[PROBLEM TO WORK ON] Print all entries precisely as they are written.

--- --- ---

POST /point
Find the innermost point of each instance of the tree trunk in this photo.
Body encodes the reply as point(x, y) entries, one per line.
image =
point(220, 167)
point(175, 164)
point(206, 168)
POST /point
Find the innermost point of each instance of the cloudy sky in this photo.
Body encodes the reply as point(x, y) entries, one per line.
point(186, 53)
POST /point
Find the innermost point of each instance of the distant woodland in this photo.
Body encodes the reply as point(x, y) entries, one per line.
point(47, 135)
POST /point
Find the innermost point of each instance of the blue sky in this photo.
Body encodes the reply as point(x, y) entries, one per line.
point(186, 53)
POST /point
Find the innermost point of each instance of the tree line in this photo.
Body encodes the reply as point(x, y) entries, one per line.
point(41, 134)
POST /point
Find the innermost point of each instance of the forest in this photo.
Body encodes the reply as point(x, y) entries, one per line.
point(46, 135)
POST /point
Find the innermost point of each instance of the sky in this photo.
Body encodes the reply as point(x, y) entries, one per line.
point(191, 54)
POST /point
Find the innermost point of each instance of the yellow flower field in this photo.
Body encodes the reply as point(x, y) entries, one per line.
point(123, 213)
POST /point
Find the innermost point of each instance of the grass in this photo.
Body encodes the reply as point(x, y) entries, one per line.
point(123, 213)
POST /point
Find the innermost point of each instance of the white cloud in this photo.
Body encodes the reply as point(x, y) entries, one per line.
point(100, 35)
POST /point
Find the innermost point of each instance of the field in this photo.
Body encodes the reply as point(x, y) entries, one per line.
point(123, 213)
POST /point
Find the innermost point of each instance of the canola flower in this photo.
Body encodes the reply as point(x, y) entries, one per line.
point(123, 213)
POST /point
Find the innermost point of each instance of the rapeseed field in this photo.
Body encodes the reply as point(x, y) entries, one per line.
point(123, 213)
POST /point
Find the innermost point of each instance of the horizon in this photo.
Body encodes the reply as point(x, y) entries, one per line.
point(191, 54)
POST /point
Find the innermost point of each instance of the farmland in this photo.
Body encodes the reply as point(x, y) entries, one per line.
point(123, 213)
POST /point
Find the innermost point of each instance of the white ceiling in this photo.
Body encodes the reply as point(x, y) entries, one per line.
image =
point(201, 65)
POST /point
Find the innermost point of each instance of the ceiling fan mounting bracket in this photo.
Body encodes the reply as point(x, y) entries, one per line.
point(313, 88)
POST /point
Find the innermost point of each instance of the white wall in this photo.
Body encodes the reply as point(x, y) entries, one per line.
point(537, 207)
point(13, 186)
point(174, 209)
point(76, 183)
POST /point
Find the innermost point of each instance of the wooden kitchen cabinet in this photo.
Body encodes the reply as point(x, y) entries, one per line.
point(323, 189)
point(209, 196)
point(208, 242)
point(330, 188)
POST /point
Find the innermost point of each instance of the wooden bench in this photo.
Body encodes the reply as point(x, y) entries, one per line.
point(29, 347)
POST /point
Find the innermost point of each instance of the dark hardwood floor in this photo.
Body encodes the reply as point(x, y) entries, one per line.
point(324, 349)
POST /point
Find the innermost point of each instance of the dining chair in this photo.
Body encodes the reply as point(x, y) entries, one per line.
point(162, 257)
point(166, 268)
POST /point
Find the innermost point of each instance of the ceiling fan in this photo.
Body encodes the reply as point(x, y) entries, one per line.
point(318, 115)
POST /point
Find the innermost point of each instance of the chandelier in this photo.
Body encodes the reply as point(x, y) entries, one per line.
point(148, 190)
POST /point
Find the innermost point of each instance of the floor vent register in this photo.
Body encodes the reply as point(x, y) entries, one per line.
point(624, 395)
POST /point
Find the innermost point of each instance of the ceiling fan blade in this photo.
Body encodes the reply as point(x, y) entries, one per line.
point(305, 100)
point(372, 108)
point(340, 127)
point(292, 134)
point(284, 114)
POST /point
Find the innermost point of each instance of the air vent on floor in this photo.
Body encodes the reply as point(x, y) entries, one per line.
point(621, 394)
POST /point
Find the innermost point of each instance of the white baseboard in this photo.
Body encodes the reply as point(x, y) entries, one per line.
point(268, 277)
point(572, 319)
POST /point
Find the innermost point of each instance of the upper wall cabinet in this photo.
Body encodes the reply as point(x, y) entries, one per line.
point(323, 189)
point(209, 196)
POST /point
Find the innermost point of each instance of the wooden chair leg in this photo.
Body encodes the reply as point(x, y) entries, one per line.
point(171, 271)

--- --- ---

[CORRECT RESULT]
POST /point
Find the innermost point of each instance of the tree trunk in this photo.
Body encodes the reply as point(x, y) entries, one per line.
image =
point(220, 167)
point(175, 164)
point(206, 168)
POST /point
Find the innermost point of each instance of the cloudy sky in this photo.
Body encodes the reply as point(x, y) entries, one per line.
point(186, 53)
POST /point
Find the innermost point of each instance of the distant woodland in this photo.
Body encodes the reply as point(x, y) entries, one per line.
point(47, 135)
POST /point
Find the innermost point of each instance of the blue sky in this photo.
Body encodes the reply as point(x, y) entries, one per line.
point(186, 53)
POST /point
Find the innermost point of each instance of the tree line in this photo.
Body encodes the reply as point(x, y) entries, one per line.
point(41, 134)
POST /point
Find the innermost point of each instance of the forest in this photo.
Body encodes the reply as point(x, y) entries, one per line.
point(46, 135)
POST /point
Find the innermost point of each instance of the sky in this photo.
Body encodes the reply as point(x, y) entries, one per line.
point(191, 54)
POST /point
Find the innermost point of each instance of the yellow flower field in this photo.
Body encodes the reply as point(x, y) entries, one per line.
point(123, 213)
POST /point
Find the innermost point of each instance of the grass in this photo.
Body encodes the reply as point(x, y) entries, one per line.
point(123, 213)
POST /point
Find the innermost point of each instance of the white cloud in this photo.
Body encodes the reply as point(x, y) entries, one per line.
point(100, 35)
POST /point
Find the innermost point of each instance of the field in this photo.
Body encodes the reply as point(x, y) entries, one per line.
point(123, 213)
POST /point
Find the innermost point of each instance of the canola flower in this photo.
Body encodes the reply as point(x, y) entries, one per line.
point(123, 213)
POST /point
Find the innermost point of each instance of the rapeseed field in this photo.
Body encodes the reply as point(x, y) entries, one per line.
point(123, 213)
POST /point
Find the innermost point of each instance of the horizon in this photo.
Body encodes the reply as point(x, y) entries, one per line.
point(191, 54)
POST /point
Find the innermost point of each instance of the farmland in this photo.
Body encodes the reply as point(x, y) entries, one per line.
point(123, 213)
POST /point
Find the innermost point of each instance of the white ceiling in this photo.
Body encodes the reply as point(x, y) entries, one per line.
image =
point(201, 65)
POST /point
Find the innermost point of each instance of the ceiling fan mounting bracket in this photo.
Body encodes the reply as point(x, y) entries, one per line.
point(313, 88)
POST /point
Find the innermost point of each instance of the white wall in this photo.
Body encodes the reply as point(x, y) entries, one per line.
point(537, 207)
point(13, 186)
point(174, 209)
point(76, 183)
POST /point
Find the innermost point of each instance of the wooden kitchen cabinet in this photo.
Body encodes the reply as point(x, y) entries, one per line.
point(323, 189)
point(209, 196)
point(208, 242)
point(330, 188)
POST /point
Find the innermost point of each instance of the wooden bench in this photo.
Body encodes the reply as point(x, y) entries, one per line.
point(29, 347)
POST /point
Find the innermost point of each instance of the dark hardwood floor in this photo.
Body encodes the reply as point(x, y) entries, one per line.
point(324, 349)
POST /point
Find the innermost point of each instance of the dining chair in this photo.
Body encodes the reply as point(x, y) entries, one per line.
point(162, 257)
point(166, 268)
POST /point
Find the innermost point of each instance of the ceiling fan in this photo.
Body encodes the reply as point(x, y) entries, one per line.
point(318, 115)
POST /point
Find the innermost point of each instance of the chandelier in this photo.
Body encodes the reply as point(x, y) entries, one per line.
point(148, 190)
POST /point
Find the innermost point of each instance of the floor vent register in this photo.
Body encodes the reply as point(x, y) entries, one per line.
point(624, 395)
POST /point
Find the innermost point of each instance of the ceiling fan blade in this photo.
Body encodes the reply as point(x, y) entries, one per line.
point(305, 100)
point(372, 108)
point(340, 127)
point(292, 134)
point(284, 114)
POST /point
Find the innermost point of each instance of the air vent on floor in this photo.
Body encodes the reply as point(x, y) entries, one per line.
point(621, 394)
POST /point
Find the innermost point of each instance of the white baseboard in this photo.
Body encodes the reply as point(x, y) entries, one per line.
point(268, 277)
point(572, 319)
POST /point
Find the innermost point of each instance of the upper wall cabinet in this photo.
Body encodes the reply as point(x, y) entries, one per line.
point(323, 189)
point(209, 196)
POST /point
Find the innermost point of each instance of the wooden chair leg in this photo.
Body encodes the reply as point(x, y) entries, one per line.
point(171, 271)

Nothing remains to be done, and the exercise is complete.